Passage shown

I want to tell you another story about art therapy in action. As always, details have been changed to protect the identity of the client, who has since passed away.
Sonia was a resident at a nursing home I worked at many years ago. She was legally blind and dealing with symptoms of dementia, along with numerous medical problems. Because of her symptoms, she had difficulty interacting with others in the present moment.
I took my little traveling case of art materials and went to visit her. She lived in a small room that she rarely left and that was shared with another resident. Tchotchkes lined the room, a small 12′ x 12′ space. When I first met Sonia, I wasn’t sure how I could be helpful to her. She told wild stories of being the doctor to the President and flying off in her helicopter on the weekends to save him from a life-threatening emergency.
I introduced Sonia to the art materials I had in my “have art, will travel” tool kit. Because of being legally blind, she had trouble managing the paint and brushes. I started loading the brushes with paint and handing them to her. She began painting.
While she painted, she spoke of trees. Trees that welcomed her, hid her, sheltered her, protected her. Trees that were vast and green and luscious. She painted these trees, or her approximation of them. And slowly but surely her stories changed.
I no longer heard about saving the President. No, now the stories were about being a famous artist and selling her work to galleries for thousands of dollars. She was absolutely elated as she told me of the dealers who had come from far and wide to buy her work.
Did art therapy “cure” Sonia’s dementia? No, of course not. But it did give her a positive identity, an outlet, a focusing energy, and a conduit for our relationship. I came in one morning to learn that Sonia had passed away in the night. I was deeply saddened, but I will never forget how her eyes saw trees.

Information provided
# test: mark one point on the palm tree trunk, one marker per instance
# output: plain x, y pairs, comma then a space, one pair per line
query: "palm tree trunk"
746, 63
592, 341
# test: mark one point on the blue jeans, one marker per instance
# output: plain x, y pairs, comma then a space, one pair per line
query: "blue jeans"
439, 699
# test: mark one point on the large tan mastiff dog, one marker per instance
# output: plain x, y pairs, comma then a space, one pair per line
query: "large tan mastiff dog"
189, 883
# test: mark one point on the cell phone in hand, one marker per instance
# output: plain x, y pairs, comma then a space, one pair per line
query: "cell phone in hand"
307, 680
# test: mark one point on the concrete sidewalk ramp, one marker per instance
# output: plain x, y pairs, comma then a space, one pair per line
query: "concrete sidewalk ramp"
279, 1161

Work to complete
• a. Rewrite the paragraph of the art therapy story that begins "While she painted, she spoke of trees" in fewer words, keeping its main facts.
• b. In the art therapy story, what did the writer start doing because Sonia had trouble managing the paint and brushes?
• c. From the art therapy story, set down word for word the part that opens with "Did art therapy" and closes with "eyes saw trees.".
The records have nothing to do with the text.

Responses to the tasks
• a. As Sonia painted, she talked about trees that welcomed, hid, sheltered and protected her, trees that were vast, green and luscious. She painted her version of them, and gradually her stories changed.

• b. The writer loaded the brushes with paint and handed them to her.

• c.
Did art therapy “cure” Sonia’s dementia? No, of course not. But it did give her a positive identity, an outlet, a focusing energy, and a conduit for our relationship. I came in one morning to learn that Sonia had passed away in the night. I was deeply saddened, but I will never forget how her eyes saw trees.